• [Consignes écrites]:
• a. Recopiez le passage du texte sur les pesticides qui s'ouvre sur les mots contenant "Je peux aussi" et se ferme sur "légaux. Alors?".
• b. D'après le texte sur les pesticides, à quoi les problèmes de concurrence au sein de l'Union sont-ils essentiellement dus ?
• c. Prolongez le texte sur les pesticides à partir de sa dernière phrase.

• [Texte de lecture]:
-- -- --

Je peux aussi retourner la remarque. Il y a de
nombreux aliments, importés par l’Espagne depuis la France, qui arrivent en
Espagne avec des résidus de produits non autorisés. Dont l’usage n’est pas
autorisé en Espagne, mais autorisé dans l’Union, et dont les résidus sont donc
légaux. Alors?
Les producteurs français ont tendance à oublier
qu’ils exportent vers l’Espagne presque autant d’aliments que ce qui en est
importé.
Avez-vous déjà entendu parler de plaintes et de
protestations contre les produits français de la part des espagnols? Pourtant, sont-ils toujours parfaits? Non bien
sûr, mais qui s’en soucie?
Les
homologations au niveau national ne répondent qu’à des critères purement
commerciaux, définis par les fabricants.
Tous les
critères de sécurité des pesticides sont strictement identiques dans tous les
pays de l’Union Européenne.
Les problèmes de concurrence interne à l’Union ne
peuvent se régler par des politiques systématiques de dénigrement, comme celles
lancées ces derniers mois en France vis à vis des produits espagnols en
particulier.
Ils existent, c’est clair. Mais ce sont des
problèmes de concurrence essentiellement dus aux énormes différences de coûts
de main-d’oeuvre.

-- -- --

• [Extrait de données]:
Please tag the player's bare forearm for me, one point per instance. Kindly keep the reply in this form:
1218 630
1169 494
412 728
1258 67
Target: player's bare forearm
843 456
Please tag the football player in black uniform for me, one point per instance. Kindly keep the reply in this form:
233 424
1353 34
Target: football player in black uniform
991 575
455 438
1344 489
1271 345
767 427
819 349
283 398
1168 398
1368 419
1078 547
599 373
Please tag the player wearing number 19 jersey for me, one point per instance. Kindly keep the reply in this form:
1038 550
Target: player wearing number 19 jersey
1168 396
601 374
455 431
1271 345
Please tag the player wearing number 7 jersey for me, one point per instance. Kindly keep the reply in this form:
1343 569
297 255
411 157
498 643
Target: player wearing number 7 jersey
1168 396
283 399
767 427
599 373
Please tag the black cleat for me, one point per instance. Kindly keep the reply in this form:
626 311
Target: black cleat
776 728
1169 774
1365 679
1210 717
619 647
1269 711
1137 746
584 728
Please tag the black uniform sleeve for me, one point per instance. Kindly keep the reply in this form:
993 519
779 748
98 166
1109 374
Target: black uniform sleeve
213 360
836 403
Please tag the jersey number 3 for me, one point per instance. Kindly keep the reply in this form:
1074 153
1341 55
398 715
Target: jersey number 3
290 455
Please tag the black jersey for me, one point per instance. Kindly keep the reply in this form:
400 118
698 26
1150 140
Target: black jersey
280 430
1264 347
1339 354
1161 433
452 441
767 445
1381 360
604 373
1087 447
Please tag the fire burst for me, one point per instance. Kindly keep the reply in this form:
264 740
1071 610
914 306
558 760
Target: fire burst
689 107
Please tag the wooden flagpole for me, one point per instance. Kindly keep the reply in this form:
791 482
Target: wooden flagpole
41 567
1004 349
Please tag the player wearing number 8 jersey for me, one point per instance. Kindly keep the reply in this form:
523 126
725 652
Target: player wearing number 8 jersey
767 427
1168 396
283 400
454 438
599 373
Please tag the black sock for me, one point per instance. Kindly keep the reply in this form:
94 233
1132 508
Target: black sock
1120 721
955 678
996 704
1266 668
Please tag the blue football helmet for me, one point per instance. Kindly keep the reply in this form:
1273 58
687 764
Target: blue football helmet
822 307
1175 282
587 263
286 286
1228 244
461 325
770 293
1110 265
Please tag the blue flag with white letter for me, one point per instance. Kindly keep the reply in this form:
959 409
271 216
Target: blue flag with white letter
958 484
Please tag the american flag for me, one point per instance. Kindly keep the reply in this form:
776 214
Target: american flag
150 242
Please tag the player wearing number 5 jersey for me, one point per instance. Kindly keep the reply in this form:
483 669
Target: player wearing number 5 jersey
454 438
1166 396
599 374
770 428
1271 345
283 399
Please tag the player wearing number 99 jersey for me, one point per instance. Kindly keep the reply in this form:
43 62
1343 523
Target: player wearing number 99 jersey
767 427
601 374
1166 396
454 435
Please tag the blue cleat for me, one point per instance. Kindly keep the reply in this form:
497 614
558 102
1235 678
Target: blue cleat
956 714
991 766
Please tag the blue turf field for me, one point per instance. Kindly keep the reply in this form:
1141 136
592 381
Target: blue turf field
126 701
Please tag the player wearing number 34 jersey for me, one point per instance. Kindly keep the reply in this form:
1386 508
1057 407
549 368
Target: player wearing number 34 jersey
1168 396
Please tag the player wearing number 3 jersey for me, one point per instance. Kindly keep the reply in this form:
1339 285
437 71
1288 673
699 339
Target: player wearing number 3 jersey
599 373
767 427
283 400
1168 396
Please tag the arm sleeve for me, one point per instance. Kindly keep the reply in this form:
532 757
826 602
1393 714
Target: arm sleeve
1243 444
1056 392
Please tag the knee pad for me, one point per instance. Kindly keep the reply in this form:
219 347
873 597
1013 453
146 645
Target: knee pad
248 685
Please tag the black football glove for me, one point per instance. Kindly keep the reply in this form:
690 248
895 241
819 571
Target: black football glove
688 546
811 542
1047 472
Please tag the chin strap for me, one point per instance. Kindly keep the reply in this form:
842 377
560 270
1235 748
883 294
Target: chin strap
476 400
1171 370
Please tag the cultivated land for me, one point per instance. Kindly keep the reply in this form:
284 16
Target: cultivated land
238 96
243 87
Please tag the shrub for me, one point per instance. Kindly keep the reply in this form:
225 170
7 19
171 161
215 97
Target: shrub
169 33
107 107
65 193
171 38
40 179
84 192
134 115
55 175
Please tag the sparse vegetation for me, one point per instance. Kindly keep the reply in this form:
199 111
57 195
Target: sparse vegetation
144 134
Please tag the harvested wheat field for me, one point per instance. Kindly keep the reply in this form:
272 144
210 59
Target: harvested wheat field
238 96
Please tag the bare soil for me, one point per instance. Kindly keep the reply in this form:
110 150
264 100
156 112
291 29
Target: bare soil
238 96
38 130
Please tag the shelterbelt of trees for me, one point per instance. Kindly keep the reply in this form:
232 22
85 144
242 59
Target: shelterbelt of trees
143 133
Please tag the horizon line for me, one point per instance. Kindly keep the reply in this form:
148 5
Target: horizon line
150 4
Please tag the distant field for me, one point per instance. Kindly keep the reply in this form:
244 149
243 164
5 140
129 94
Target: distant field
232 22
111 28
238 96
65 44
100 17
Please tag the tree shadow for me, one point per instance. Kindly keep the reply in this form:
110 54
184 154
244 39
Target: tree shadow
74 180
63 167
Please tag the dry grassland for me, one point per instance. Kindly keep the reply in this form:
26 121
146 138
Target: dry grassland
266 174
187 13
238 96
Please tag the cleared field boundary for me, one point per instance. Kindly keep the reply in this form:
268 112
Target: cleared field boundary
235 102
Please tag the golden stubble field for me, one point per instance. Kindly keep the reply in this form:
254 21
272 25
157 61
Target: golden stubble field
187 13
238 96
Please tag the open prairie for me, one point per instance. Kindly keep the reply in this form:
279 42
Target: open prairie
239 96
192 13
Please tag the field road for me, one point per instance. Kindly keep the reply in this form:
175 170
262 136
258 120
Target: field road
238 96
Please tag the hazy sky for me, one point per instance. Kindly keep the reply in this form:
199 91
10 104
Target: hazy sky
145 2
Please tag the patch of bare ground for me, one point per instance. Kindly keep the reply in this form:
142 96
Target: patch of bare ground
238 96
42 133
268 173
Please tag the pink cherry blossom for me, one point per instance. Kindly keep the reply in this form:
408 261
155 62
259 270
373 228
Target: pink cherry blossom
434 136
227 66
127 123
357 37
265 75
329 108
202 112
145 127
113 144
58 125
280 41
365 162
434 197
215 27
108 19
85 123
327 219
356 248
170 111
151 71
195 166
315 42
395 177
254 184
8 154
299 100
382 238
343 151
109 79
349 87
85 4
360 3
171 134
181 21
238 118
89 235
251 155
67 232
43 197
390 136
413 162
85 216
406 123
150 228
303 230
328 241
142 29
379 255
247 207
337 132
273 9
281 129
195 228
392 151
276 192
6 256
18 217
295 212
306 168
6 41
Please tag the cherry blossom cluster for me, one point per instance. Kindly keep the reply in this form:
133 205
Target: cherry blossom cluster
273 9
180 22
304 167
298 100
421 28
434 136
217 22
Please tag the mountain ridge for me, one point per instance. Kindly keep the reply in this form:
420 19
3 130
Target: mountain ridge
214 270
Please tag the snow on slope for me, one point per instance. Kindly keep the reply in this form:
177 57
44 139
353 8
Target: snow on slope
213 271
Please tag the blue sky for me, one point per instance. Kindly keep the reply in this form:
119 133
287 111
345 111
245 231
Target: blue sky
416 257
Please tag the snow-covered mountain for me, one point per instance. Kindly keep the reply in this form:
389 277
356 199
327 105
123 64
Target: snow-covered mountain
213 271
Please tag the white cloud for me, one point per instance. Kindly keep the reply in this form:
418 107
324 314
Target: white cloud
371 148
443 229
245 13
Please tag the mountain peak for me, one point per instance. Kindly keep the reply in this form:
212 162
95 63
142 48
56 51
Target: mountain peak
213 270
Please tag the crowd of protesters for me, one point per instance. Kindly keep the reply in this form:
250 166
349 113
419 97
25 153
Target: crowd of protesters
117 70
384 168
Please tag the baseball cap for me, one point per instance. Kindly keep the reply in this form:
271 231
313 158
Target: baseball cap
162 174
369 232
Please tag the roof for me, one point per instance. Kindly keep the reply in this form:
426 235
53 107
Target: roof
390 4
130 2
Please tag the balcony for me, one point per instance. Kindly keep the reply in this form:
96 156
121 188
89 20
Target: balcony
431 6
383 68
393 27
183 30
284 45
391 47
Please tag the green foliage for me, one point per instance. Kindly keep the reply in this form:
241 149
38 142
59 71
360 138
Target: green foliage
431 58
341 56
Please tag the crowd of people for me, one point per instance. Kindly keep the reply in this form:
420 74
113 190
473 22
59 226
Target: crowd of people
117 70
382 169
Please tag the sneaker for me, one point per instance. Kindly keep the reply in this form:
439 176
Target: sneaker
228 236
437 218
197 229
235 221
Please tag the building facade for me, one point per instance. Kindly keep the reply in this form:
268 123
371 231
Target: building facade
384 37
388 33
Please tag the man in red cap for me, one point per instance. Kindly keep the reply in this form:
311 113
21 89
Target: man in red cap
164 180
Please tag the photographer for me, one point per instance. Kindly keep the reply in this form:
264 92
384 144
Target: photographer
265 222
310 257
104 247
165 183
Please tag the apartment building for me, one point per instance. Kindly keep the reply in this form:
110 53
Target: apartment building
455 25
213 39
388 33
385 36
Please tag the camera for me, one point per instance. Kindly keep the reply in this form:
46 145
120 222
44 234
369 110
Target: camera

-- -- --

• [Liste des réponses]:
• a.
Je peux aussi retourner la remarque. Il y a de
nombreux aliments, importés par l’Espagne depuis la France, qui arrivent en
Espagne avec des résidus de produits non autorisés. Dont l’usage n’est pas
autorisé en Espagne, mais autorisé dans l’Union, et dont les résidus sont donc
légaux. Alors?

• b. Aux énormes différences de coûts de main-d'oeuvre.

• c.
Et
sur ce point, la France a pris une longueur d’avance, avec des coûts qui sont
en train de provoquer la disparition de beaucoup de cultures dont la charge
principale est précisément la main-d’oeuvre. Ces cultures sont délocalisées
vers des pays dont la main d’oeuvre est beaucoup moins chère. Les exemples sont
très nombreux, de délocalisations à l’intérieur de l’Union, comme l’Espagne, la
Pologne ou la Roumanie, et vers des pays non Communautaires proches, comme le
Maroc, la Turquie ou l’Ukraine.
Juste un petit exemple: le coût horaire d’un
cueilleur de fraise à Huelva (sud de l’Espagne) est d’environ 6,50€, alors
qu’il est de plus de 12€ en France, presque le double.
Il est normal, dans ces conditions, que la
concurrence joue en faveur de la fraise espagnole, si on ne tient pas compte de
problèmes comme la qualité gustative. Et il est normal que les producteurs de
fraise français protestent. Et il est également normal qu’en France, la
production de fraise soit en difficulté, plus qu’en Espagne.
Mais ce n’est pas une raison pour dénigrer la production espagnole. Les problèmes
des années 90 sont résolus, et les éventuels résidus de pesticides qui peuvent
se trouver sur les fruits sont légaux dans toute l’Union Européenne, de la même
manière que les résidus présents sur les fraises françaises sont légaux en
France, en Espagne, et dans n’importe quel autre pays de l’Union. Les rares cas
de résidus illégaux sont sévèrement sanctionnés, et otent à leurs auteurs toute
envie de récidive.
L’Union
Européenne refuse jusqu’à présent d’interférer dans les problèmes sociaux à
l’échelon national.
C’est
bien dommage, car les dégats occasionnés par ces différences parfois démesurées,
seront bien difficiles à réparer dans l’avenir.
Quand
un secteur économique entier disparaît, les compétences requises et les gens formés
et préparés pour s’en occuper, disparaissent avec lui.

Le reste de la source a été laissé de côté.